- Exercise goal: Your job is to copy the lines from the material that include "shopping".
....
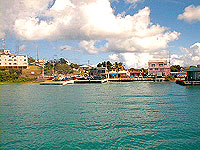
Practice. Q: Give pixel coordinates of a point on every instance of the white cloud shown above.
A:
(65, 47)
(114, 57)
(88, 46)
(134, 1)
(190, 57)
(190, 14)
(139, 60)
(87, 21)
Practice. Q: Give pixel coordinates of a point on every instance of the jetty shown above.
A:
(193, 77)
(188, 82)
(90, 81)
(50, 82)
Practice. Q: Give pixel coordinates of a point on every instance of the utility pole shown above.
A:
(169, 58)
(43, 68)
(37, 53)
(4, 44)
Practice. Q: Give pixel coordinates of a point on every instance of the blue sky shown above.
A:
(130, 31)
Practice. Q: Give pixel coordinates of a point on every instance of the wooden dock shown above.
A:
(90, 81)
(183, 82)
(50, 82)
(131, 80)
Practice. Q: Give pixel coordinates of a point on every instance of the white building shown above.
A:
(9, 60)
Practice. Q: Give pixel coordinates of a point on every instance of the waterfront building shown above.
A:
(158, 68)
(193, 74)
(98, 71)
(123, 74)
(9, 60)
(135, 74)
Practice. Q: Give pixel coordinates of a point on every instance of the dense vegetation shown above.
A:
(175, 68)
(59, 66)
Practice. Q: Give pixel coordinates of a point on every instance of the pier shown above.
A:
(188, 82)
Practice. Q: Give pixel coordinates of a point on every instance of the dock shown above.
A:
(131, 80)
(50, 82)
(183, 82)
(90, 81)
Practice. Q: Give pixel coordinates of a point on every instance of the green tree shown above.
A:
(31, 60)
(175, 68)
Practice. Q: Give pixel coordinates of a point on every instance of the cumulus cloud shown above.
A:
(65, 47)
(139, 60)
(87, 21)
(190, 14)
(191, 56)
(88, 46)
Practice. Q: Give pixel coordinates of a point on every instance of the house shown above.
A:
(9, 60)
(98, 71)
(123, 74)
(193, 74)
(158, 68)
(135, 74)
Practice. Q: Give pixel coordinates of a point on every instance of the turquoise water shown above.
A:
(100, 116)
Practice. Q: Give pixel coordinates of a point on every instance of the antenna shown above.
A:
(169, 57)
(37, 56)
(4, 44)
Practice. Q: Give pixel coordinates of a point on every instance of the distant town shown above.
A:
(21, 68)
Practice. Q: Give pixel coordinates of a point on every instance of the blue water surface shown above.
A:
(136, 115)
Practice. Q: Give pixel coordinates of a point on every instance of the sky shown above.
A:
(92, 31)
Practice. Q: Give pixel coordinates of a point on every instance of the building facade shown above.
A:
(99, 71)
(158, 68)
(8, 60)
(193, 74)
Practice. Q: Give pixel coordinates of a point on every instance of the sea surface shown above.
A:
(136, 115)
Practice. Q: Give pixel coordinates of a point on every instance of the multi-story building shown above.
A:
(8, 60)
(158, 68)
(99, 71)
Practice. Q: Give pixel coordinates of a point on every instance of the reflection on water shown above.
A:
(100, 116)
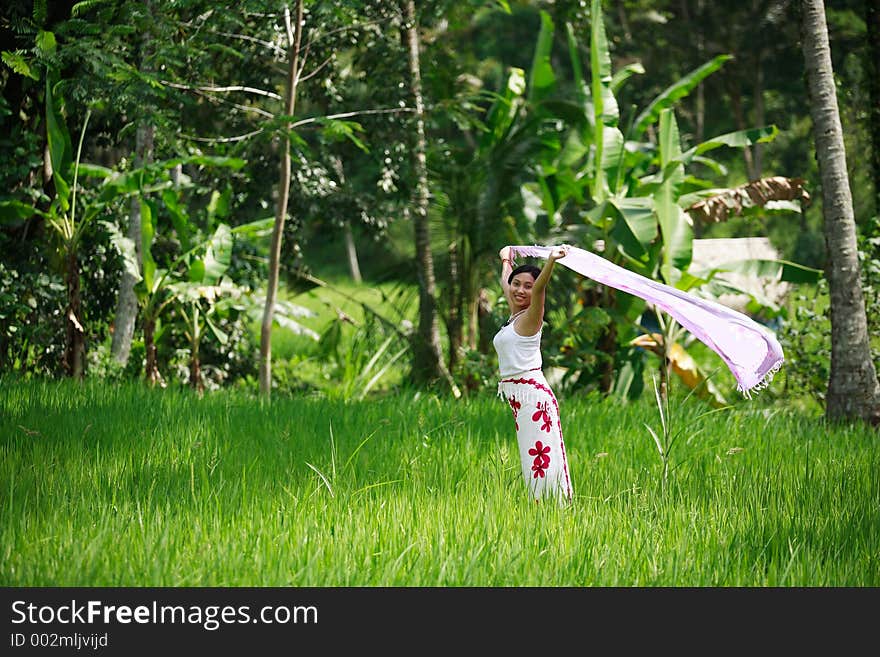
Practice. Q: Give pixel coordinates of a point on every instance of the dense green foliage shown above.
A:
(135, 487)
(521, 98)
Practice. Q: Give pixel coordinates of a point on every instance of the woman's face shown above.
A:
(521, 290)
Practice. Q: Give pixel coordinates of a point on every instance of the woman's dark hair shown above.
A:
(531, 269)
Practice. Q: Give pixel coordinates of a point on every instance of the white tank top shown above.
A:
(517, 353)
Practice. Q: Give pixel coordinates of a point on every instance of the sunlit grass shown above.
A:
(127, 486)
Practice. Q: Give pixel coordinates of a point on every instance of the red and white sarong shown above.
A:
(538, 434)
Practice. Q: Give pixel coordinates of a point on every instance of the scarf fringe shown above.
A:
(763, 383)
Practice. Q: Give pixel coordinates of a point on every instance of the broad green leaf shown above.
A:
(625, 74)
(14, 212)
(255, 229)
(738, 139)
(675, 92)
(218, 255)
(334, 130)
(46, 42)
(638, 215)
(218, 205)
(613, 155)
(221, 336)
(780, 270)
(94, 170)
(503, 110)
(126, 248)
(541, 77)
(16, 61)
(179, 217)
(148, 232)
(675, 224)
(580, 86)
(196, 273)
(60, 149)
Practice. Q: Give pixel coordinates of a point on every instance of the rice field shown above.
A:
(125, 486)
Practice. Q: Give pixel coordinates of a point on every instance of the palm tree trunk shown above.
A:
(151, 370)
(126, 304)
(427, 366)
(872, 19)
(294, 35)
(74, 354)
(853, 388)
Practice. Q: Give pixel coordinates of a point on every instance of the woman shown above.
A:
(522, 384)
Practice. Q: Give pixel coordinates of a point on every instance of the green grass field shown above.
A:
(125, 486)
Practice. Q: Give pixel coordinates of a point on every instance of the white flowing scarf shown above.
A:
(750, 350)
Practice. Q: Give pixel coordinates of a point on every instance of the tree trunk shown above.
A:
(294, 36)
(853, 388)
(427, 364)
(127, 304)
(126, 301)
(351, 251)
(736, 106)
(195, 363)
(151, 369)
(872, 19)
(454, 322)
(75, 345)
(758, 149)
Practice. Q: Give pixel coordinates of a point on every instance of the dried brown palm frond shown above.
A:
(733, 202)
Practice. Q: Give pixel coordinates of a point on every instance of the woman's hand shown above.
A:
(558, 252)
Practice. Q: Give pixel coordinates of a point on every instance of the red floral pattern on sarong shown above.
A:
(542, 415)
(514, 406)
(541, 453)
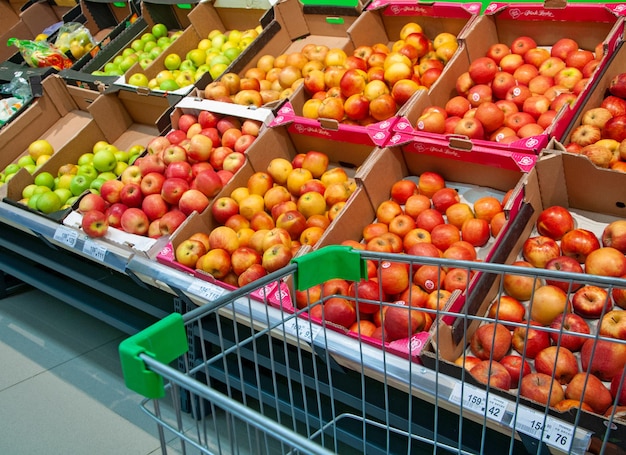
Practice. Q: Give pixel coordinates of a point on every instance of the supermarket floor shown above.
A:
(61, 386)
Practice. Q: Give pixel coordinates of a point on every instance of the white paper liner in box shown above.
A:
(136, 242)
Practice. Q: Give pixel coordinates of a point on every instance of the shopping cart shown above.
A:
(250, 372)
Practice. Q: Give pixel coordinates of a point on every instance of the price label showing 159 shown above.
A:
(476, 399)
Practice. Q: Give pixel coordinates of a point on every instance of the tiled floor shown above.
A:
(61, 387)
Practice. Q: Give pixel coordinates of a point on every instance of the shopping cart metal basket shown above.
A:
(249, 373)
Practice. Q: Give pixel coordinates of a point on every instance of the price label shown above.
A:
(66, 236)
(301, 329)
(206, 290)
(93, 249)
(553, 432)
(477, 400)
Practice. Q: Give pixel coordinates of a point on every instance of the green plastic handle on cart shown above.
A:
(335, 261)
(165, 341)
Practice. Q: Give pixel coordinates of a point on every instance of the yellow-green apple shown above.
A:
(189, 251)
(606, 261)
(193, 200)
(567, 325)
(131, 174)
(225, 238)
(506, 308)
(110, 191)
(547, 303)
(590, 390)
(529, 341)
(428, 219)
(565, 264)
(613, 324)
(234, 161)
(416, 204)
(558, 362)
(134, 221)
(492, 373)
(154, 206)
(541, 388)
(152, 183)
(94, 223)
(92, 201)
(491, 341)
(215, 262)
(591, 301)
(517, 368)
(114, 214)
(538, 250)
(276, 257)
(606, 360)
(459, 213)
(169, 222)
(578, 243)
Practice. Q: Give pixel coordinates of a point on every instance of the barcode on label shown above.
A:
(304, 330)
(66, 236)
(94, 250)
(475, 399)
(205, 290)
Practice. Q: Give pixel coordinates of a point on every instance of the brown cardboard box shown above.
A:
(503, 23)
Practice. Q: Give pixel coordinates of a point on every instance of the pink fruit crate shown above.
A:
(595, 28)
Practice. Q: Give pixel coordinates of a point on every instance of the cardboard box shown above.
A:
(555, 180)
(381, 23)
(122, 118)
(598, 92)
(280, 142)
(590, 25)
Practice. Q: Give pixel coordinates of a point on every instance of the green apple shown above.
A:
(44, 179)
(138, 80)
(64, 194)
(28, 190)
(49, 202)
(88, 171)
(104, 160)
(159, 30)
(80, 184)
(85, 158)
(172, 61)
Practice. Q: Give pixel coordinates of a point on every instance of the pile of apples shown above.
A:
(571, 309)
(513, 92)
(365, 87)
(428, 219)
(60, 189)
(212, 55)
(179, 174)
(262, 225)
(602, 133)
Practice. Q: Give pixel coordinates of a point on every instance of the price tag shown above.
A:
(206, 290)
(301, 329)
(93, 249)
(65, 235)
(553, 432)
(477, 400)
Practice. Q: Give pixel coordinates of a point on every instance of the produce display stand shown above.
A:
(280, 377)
....
- Exercise response:
Practice. Q: Give pixel coordinates of a point on every instance of the shopping cart shown above.
Practice. Q: Give pixel coordinates of a point on every instance of the shopping cart metal basket shown above.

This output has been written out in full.